Problem to work on: Below are several entries. Transcribe exactly those lines that fall from the one with "Where can you see the dark" through the one with "Where can you see the parsley stem?", end lines included.

* * *

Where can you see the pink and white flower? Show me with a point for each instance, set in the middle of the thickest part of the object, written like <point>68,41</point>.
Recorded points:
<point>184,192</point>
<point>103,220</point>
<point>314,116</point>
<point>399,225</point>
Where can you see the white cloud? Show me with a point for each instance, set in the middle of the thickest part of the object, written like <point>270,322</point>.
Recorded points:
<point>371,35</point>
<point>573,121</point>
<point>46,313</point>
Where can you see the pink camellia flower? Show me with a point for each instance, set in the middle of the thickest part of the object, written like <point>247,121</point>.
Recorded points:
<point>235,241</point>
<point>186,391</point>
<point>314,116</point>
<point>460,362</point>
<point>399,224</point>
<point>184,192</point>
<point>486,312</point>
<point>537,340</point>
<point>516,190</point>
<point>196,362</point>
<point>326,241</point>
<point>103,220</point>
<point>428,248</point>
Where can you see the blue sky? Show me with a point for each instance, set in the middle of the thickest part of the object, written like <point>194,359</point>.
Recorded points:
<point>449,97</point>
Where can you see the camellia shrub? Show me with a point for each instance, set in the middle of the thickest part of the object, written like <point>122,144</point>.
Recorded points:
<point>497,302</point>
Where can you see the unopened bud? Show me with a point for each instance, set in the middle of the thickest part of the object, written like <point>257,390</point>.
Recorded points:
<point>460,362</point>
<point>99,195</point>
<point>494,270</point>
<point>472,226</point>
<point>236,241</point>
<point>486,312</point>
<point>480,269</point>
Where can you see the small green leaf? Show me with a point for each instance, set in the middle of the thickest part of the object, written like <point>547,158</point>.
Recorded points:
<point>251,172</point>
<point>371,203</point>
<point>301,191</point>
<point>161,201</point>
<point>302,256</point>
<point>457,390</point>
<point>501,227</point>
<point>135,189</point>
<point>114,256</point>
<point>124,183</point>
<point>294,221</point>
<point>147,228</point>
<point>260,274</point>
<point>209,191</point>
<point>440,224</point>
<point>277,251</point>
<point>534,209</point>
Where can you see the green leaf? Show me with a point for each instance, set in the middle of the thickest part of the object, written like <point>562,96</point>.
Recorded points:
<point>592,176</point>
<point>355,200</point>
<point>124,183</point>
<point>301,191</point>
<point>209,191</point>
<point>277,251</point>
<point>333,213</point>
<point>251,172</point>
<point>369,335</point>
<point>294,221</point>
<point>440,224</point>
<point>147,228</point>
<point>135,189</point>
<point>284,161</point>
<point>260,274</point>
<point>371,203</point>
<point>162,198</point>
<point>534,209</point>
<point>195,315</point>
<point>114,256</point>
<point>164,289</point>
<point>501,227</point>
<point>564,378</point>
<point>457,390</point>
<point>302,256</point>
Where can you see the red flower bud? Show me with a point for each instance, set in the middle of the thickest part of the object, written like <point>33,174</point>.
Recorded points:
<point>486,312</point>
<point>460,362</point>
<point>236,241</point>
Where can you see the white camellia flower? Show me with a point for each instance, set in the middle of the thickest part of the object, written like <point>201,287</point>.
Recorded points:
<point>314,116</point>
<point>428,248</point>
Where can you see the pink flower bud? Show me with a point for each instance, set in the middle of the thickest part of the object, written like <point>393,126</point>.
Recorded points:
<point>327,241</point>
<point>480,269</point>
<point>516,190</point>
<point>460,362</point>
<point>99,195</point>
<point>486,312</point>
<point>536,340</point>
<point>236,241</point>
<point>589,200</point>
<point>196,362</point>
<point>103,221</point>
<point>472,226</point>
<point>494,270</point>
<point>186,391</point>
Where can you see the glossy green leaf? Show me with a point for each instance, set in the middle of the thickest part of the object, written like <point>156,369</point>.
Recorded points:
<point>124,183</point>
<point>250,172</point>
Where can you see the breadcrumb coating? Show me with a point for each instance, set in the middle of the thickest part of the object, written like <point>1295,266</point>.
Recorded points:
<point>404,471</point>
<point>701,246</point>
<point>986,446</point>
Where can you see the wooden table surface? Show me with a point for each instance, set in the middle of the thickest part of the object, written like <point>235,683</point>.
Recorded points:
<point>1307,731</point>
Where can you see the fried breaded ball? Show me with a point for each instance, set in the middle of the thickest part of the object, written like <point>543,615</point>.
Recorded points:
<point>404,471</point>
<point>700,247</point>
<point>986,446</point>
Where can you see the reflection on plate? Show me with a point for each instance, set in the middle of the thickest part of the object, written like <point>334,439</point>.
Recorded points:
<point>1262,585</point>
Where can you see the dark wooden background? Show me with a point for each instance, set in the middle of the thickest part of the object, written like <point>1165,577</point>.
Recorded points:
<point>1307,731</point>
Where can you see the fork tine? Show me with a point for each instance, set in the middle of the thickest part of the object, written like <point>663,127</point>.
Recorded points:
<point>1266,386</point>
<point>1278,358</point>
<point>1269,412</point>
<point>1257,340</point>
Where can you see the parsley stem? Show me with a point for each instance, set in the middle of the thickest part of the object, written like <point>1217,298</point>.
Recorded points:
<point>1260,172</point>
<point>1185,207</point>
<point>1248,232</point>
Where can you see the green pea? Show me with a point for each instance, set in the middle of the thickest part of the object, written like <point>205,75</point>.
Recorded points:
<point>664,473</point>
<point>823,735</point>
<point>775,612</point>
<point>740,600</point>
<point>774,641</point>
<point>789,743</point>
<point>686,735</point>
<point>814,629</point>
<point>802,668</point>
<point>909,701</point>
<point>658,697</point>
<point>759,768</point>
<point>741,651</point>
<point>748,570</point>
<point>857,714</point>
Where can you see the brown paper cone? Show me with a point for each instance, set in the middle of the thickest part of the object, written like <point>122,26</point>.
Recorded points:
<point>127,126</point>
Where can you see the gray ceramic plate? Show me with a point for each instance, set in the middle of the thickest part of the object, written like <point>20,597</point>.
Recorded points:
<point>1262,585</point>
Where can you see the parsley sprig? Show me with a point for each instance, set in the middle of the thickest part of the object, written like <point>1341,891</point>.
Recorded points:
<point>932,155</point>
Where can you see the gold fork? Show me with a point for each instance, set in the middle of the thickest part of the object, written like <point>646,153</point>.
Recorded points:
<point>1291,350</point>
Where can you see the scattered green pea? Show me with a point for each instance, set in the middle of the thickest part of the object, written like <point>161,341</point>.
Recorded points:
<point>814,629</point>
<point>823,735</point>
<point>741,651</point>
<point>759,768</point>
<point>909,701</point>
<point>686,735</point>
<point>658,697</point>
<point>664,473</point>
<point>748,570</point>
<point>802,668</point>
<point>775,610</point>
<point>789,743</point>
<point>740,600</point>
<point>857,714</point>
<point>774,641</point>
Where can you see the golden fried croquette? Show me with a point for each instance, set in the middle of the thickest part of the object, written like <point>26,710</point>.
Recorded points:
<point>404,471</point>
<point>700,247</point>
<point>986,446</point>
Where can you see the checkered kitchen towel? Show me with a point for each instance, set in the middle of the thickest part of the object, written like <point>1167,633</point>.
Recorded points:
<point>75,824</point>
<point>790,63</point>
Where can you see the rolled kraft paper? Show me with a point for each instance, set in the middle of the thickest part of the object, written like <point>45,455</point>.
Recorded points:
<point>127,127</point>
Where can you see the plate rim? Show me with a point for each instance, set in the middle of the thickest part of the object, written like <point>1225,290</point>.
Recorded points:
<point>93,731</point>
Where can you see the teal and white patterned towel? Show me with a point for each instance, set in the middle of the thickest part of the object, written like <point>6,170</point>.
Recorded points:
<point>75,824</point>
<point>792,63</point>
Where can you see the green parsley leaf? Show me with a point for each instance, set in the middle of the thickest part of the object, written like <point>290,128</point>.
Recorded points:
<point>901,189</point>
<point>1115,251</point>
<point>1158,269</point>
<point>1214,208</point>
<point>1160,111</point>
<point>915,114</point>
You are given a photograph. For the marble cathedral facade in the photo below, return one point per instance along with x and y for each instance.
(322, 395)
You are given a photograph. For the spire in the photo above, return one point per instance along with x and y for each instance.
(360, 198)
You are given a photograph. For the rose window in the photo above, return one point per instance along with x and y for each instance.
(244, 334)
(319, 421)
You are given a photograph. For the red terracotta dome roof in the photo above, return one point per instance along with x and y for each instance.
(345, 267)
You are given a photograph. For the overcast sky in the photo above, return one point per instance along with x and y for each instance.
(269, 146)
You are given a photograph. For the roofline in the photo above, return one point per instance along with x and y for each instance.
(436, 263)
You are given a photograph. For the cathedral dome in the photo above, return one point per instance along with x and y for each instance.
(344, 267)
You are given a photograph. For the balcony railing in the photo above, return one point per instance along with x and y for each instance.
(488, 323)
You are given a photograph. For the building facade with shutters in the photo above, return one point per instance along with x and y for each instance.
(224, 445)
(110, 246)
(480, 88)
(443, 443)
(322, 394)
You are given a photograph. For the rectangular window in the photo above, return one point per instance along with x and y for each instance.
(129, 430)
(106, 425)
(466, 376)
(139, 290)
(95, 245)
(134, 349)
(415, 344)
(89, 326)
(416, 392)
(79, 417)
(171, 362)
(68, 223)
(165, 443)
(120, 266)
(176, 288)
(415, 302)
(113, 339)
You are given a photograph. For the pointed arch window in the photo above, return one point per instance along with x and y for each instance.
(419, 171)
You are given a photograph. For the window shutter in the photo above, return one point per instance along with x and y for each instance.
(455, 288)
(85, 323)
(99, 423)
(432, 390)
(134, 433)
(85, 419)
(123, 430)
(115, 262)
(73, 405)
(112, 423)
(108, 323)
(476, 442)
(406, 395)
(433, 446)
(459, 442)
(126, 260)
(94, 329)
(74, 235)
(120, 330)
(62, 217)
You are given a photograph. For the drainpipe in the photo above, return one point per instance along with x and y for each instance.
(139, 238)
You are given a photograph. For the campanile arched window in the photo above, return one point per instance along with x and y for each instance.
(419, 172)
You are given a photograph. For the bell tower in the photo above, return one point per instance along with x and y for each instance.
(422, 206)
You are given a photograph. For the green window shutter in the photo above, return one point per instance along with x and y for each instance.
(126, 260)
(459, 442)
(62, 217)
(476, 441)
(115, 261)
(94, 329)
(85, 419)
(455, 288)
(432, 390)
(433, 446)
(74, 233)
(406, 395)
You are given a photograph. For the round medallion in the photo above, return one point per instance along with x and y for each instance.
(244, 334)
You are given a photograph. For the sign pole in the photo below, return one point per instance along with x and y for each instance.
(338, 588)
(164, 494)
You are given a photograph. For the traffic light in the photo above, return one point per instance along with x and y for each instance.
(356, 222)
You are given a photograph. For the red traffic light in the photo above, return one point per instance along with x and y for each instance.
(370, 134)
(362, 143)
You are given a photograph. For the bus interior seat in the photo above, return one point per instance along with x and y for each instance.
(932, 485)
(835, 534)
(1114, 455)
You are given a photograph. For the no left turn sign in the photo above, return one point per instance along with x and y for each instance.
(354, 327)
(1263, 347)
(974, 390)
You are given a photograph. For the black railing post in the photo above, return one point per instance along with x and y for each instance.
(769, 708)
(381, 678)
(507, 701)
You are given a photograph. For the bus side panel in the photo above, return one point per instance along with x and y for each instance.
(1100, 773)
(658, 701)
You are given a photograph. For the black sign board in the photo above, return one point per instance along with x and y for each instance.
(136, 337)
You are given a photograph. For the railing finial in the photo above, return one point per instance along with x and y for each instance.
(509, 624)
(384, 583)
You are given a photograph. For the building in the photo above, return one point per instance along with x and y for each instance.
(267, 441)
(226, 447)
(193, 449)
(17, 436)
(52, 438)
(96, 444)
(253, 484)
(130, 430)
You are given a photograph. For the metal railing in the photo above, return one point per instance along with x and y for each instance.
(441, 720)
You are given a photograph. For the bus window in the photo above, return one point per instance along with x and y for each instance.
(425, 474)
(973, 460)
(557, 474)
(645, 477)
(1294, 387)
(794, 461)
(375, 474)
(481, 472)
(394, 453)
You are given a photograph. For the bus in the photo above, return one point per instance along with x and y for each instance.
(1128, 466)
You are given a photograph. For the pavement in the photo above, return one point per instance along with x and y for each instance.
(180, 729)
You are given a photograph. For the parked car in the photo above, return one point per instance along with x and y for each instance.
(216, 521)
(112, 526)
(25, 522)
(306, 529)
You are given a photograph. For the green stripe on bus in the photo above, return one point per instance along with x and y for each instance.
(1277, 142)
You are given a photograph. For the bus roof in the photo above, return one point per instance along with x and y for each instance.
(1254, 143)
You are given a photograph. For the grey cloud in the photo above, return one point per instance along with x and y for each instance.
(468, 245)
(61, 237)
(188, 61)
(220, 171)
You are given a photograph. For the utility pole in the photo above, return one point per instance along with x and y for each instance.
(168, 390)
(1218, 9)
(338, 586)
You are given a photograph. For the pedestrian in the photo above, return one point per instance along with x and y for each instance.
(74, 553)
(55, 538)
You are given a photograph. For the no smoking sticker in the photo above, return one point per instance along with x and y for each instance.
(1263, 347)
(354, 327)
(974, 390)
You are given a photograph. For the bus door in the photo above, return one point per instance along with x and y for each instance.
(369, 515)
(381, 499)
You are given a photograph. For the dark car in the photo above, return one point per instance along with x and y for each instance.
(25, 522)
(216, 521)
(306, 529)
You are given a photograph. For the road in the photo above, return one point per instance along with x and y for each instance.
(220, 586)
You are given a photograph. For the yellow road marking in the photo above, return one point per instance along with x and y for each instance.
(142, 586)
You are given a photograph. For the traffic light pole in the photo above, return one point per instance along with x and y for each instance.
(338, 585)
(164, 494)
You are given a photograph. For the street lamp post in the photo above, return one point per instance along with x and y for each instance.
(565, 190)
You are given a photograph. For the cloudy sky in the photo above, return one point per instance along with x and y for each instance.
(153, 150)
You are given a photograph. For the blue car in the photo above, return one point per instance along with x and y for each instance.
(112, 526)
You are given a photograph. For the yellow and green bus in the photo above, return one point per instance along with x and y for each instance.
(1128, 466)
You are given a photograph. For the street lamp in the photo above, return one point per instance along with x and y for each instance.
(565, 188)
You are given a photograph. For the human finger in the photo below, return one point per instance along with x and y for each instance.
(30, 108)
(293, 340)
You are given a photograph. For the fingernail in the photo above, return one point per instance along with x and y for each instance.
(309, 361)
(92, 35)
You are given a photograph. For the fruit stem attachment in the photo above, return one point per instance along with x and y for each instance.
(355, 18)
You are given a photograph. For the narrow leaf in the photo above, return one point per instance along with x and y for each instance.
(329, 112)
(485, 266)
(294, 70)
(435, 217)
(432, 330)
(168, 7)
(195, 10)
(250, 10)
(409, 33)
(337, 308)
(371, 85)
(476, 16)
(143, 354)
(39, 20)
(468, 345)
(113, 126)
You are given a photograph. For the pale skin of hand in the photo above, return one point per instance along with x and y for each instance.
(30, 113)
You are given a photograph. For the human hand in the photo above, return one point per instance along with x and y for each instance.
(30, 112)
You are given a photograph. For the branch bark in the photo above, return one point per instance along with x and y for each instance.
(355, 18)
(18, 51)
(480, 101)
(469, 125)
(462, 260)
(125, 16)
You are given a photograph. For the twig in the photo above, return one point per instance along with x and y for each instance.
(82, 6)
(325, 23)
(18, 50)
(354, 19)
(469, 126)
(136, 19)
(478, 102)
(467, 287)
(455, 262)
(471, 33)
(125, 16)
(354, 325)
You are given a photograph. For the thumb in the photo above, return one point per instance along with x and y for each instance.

* * *

Solution:
Where can you see the dark wooden background? Show me with a point for each instance, set in the middle of the thickest part of the object, written like <point>1165,577</point>.
Recorded points:
<point>1307,731</point>
Where can you see the fork tine? Show me with a point for each instance, set in the middle of the thickest part of the object, written like <point>663,127</point>.
Recorded points:
<point>1266,386</point>
<point>1278,358</point>
<point>1269,412</point>
<point>1257,340</point>
Where can you see the parsley stem? Show me with a point for each instance, set in the middle of the thickest part of the object, written like <point>1217,298</point>.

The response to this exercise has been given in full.